Activity A: Decide whether each statement agrees with the Ebola commentary below, answering yes or no and quoting the words that settle it: (i) Christopher Graves heads Ogilvy Public Relations; (ii) Ethiopia tripled its number of trained doctors and nurses; (iii) the writer thinks outside help should be the basis for Africa's long-term health infrastructure.
Activity B: Turn the paragraph of the Ebola commentary that begins "While communication may be key" into a short bulleted list that keeps its main facts.

Excerpt:
*** Block opens ***
In a piece in the Harvard Business Review blog, the CEO of
Ogilvy Public relations, Christopher Graves, makes the case that communication
is the key to containing the spread of Ebola in West Africa. He argues that “Whether the world’s scariest outbreak of Ebola can be managed
may come down to communications. Can governments, NGOs, and doctors communicate
with very different audiences – with accuracy, agility, and ingenuity? Can they
be convincing?”
While communication may be key in containing the
spread of Ebola, Mr. Graves misses the big picture here. It is simply that the
health infrastructure in these countries is overstretched, that even effective
communication alone cannot do the trick. To start with, the number of public
health staff in the affected countries is simply low, staff that would have
been used for the very communication that Mr. Graves argues for. The hospitals
themselves do not have any decent equipment, and the pay for the few specialized
health workers is pitifully low. When you have health workers themselves
fearing that they may be infected, and people refusing to go to hospitals
fearing that they might contact the virus while in hospital, then you know that
you have a crisis on your hands. Already, Nigeria and other countries in West
Africa, as in the rest of Africa, are facing a migration of qualified health professionals.
For instance, there are more specialist Nigerian
doctors in the West than there are in Nigeria itself. The case is no different
from Liberia, Sierra Leone, and the other affected countries.
What’s needed then is for the affected countries,
and the African countries in general, to increase the quality and training of
its health personnel. For instance, when Ethiopia realized that it couldn’t compete
with the Western countries, it increased the number of trained doctors and
nurses by four times. This had the effect of keeping the numbers of these
health professionals uniform, even after the others had left.
Still, even after the Ebola virus is contained,
African countries must increase their efforts in curbing common diseases such
as malaria, HIV, and the other communicable diseases. Currently, Africa relies
too heavily on the efforts of outsiders to curb common diseases, which is
welcome in times of crisis, but should not be the basis for long term health
infrastructure development of the continent. Otherwise, history rhymes, and African
countries will continue to have an escalation of preventable diseases.
*** Block closes ***
Natural-language object grounding lines:
*** Block opens ***
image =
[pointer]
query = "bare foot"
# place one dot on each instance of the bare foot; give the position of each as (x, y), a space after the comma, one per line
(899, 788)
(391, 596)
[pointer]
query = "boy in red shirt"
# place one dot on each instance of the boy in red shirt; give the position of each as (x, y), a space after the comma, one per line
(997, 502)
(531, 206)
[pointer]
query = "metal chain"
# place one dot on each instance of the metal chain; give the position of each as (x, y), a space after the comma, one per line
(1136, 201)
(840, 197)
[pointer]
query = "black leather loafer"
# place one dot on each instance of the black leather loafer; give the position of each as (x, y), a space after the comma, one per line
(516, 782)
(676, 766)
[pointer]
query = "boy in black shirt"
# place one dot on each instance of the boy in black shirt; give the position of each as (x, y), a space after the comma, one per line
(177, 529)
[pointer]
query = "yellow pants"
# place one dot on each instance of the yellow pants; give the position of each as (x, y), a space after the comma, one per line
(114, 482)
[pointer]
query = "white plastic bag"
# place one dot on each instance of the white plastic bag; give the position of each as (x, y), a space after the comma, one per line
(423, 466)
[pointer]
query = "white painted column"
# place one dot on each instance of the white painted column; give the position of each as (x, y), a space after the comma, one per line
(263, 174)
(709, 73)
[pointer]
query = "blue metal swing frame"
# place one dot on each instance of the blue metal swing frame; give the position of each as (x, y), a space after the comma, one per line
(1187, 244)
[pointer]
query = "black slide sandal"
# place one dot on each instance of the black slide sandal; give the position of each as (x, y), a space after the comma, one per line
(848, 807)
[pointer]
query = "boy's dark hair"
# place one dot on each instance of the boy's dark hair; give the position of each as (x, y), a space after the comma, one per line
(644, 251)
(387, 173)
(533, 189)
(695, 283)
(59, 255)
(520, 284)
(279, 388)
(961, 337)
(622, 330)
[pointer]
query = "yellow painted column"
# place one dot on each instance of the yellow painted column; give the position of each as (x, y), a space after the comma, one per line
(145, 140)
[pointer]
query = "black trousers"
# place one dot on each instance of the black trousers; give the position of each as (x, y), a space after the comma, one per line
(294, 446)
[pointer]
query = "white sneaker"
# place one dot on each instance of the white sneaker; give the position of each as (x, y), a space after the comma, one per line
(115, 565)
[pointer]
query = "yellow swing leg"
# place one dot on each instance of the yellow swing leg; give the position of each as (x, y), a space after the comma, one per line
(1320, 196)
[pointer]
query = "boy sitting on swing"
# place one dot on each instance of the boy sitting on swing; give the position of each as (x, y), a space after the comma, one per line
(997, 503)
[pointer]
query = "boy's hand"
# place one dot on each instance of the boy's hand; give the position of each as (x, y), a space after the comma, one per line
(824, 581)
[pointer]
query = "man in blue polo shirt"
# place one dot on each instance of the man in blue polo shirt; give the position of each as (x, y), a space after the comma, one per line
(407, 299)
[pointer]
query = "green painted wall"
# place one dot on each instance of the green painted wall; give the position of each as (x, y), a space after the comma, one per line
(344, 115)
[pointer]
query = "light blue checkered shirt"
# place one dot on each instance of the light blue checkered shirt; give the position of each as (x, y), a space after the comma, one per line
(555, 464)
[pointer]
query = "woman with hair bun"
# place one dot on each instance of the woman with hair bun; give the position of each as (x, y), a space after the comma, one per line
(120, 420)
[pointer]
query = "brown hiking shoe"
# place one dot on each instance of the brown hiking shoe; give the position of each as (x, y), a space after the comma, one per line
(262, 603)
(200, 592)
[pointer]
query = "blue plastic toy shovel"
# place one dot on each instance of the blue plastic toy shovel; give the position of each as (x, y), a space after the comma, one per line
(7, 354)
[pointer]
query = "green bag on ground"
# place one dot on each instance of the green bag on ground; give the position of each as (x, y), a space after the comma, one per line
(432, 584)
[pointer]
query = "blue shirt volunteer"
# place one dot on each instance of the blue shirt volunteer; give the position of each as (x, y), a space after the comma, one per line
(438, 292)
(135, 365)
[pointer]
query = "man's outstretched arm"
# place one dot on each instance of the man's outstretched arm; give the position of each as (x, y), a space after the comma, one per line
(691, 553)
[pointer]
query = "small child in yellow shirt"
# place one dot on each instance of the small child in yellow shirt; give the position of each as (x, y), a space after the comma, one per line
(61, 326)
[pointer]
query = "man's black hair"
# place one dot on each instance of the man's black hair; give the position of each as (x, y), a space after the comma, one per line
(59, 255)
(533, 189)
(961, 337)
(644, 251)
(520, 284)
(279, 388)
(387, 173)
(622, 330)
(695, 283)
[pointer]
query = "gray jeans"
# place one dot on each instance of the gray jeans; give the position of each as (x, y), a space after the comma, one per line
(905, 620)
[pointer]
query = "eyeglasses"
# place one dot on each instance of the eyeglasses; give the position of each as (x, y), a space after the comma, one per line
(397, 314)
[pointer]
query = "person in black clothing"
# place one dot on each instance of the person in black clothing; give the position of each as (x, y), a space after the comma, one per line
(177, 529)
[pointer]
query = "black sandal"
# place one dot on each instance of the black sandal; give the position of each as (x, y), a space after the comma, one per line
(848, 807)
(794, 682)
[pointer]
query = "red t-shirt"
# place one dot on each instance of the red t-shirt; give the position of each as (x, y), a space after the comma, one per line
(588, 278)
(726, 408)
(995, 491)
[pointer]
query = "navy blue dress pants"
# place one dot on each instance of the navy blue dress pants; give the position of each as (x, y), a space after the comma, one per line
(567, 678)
*** Block closes ***
Answer space A:
(i) Yes: "the CEO of Ogilvy Public relations, Christopher Graves"
(ii) No: "it increased the number of trained doctors and nurses by four times"
(iii) No: "should not be the basis for long term health infrastructure development of the continent"

Answer space B:
- Communication alone cannot contain Ebola, because health infrastructure in the affected countries is overstretched.
- Public health staff, who would carry out that communication, are few.
- Hospitals lack decent equipment, and the few specialized health workers are poorly paid.
- Health workers fear infection, and people avoid hospitals for fear of catching the virus there.
- Nigeria and other African countries are losing qualified health professionals to migration. More specialist Nigerian doctors work in the West than in Nigeria, and Liberia, Sierra Leone and the other affected countries are in the same position.